### EXERCISE AIM
Write out the listing below word for word.

### MATERIAL PROVIDED
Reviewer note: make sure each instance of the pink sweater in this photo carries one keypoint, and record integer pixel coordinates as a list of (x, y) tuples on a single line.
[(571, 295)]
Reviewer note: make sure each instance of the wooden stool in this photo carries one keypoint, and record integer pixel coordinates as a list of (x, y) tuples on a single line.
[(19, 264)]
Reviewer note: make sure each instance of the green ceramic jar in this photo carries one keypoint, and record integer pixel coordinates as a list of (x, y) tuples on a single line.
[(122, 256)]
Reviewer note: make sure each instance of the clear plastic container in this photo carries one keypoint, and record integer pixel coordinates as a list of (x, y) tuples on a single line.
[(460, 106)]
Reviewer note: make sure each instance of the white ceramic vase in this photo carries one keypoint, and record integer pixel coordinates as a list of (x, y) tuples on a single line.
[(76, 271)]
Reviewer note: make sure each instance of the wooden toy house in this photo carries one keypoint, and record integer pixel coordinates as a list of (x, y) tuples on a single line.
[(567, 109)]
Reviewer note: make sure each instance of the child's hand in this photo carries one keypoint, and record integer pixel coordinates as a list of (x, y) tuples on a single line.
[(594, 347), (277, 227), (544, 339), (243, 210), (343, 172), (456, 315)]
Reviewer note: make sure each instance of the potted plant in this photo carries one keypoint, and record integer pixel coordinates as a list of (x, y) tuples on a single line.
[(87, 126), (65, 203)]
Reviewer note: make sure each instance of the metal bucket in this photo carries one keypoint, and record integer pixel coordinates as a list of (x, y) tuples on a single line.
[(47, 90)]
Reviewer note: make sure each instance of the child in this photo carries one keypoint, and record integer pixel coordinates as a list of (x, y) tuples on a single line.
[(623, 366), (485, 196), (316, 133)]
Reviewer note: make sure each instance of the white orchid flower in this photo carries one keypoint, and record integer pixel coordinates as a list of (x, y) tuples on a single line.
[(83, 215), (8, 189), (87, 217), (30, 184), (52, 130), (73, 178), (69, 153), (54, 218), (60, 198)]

### THE ANSWER
Reviewer note: make sure each instance of the pink sweater in this photo carries one keypoint, and record integer pixel coordinates as a list of (x, y) tuples on a single line.
[(571, 295)]
Reviewer note: make sure each instance of the wooden stool in this photo carries one keypoint, and record integer pixel coordinates as a list of (x, y) tuples on a single line.
[(19, 264)]
Reviewer note: make sure each instance of the green ceramic jar in this photo carries one keypoint, and record integer pixel coordinates as a list of (x, y) tuples on a single line.
[(122, 256)]
Reviewer note: make sure each instance of the clear plastic container in this photo carries one keypoint, and record integer pixel coordinates as a list of (x, y) tuples on a single line.
[(460, 106)]
Reviewer note: make sure each instance of the white ceramic vase in this photo carries one keypoint, and record integer pixel coordinates as a list of (x, y) tuples on a single line.
[(76, 271)]
Reviewer note: make sure each instance of the wooden toy house in this photo carries one keypoint, and record integer pixel coordinates as a list of (x, y) tuples on a single line.
[(567, 109)]
Reviewer note: make sure each instance of the child's hand in this photo carries one keypoint, and record integer pixel coordinates as a list of (x, y) tuples on a single line.
[(594, 347), (277, 227), (544, 339), (243, 210), (343, 172), (456, 315)]
Reviewer note: make sure each instance of the potted plant in this photo carries one keypoint, and record integer pixel coordinates as a list of (x, y) tuples on a single line.
[(87, 126), (65, 203)]
Reviewer note: make sure each instance of the metal bucket in this photo carries one keypoint, and record integer pixel coordinates as a list of (x, y) tuples on a single line.
[(47, 90)]
Reviewer note: make sure each instance of the child in this photo carries one keypoint, and record integer pixel coordinates as a list of (x, y) tuples on a single line.
[(623, 366), (485, 196), (316, 133)]
Reviewer note: make sure each instance of the white orchid flower in this photo carries one keypoint, and record integer pixel coordinates as a list of (x, y) tuples on a single line.
[(83, 215), (8, 189), (87, 217), (30, 184), (52, 130), (73, 178), (69, 153), (54, 218), (60, 198)]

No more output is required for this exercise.